**SUPPLIED PASSAGE**.
┏━━

What is hereditary cancer
A cancer is said to be hereditary when it develops due to abnormalities in the genes that have been transferred from the parent to the child.
Each cell in the body contains 23 pairs of chromosomes in the nucleus. These chromosomes contain genes, about 25000 of them. The genes define all our characteristics and how the cells in the body function. Faults appear in the genes over time and increasing age due to external factors such as smoking etc. All the faults may not happen at once and can accumulate over time. A cell that has developed multiple errors in its genes can go on to become a cancer cell and therefore faulty genes play an important part in the development of cancers. Faults that are acquired over time in a person are not transferred to children. Certain faults in the genes can be inherited from the parents. People or families that have inherited genes which could cause cancer, have a higher risk of developing cancer in their lifetime. Faulty genes that are inherited from parents, which can produce cancer are commonly tumour suppressor genes. In a normal situation, these genes function to suppress the formation of a cancer in the body by repairing damaged DNA. But when there is a fault in this gene, the repairing process is impaired leading to the accumulation of more faults which increases the risk of getting a cancer. There are two copies of each gene in the body and if one of them is damaged, there is a 50% chance for the child to inherit the faulty gene from the parent. A small number of cancers happen due to inherited genes in the family. In all, about 5% of all cancers are due to this. The rest of them are due to external environment and lifestyle factors.
How do you know if you have a cancer that is hereditary?
As said above, only about 5% of all cancers are hereditary. Generally, in people with these types of cancers, there is a strong family history of cancer. This means there are many people in the family who have developed a cancer. These can be close relatives such as brother, sister, mother, aunt, uncle, parents or grandparents. Two or three cancers in the family are needed for suspecting a genetic link. Also, in families with a genetic link, the cancers develop in a younger age than expected. Usually, there are specific criteria that a person needs to fit in, to be suspect or to consider testing for a hereditary link in cancer.

┗━━

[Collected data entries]

┏━━

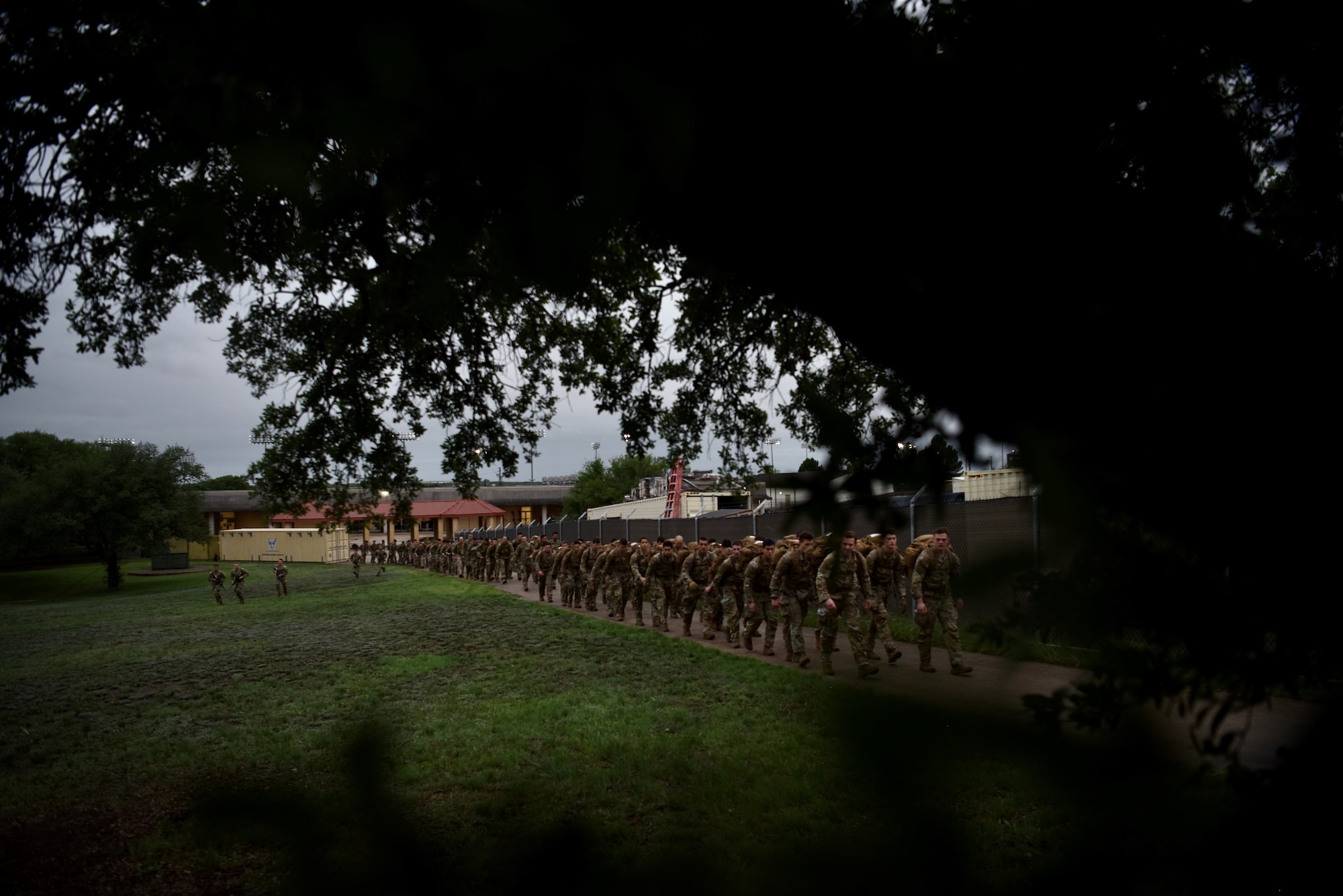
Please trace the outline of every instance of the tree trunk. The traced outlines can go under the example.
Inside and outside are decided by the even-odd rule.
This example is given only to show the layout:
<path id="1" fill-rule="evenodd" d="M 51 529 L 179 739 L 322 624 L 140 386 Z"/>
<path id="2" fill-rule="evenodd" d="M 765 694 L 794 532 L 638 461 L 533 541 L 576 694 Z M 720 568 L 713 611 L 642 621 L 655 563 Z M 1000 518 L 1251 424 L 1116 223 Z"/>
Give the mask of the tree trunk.
<path id="1" fill-rule="evenodd" d="M 103 563 L 107 566 L 107 590 L 115 592 L 121 587 L 121 562 L 117 559 L 117 551 L 103 554 Z"/>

┗━━

**TASK STATEMENT**. Reproduce the portion of the passage on hereditary cancer starting with "How do you know" and going on through "link in cancer.". The entries have no role in this work.

**RESULT BELOW**.
How do you know if you have a cancer that is hereditary?
As said above, only about 5% of all cancers are hereditary. Generally, in people with these types of cancers, there is a strong family history of cancer. This means there are many people in the family who have developed a cancer. These can be close relatives such as brother, sister, mother, aunt, uncle, parents or grandparents. Two or three cancers in the family are needed for suspecting a genetic link. Also, in families with a genetic link, the cancers develop in a younger age than expected. Usually, there are specific criteria that a person needs to fit in, to be suspect or to consider testing for a hereditary link in cancer.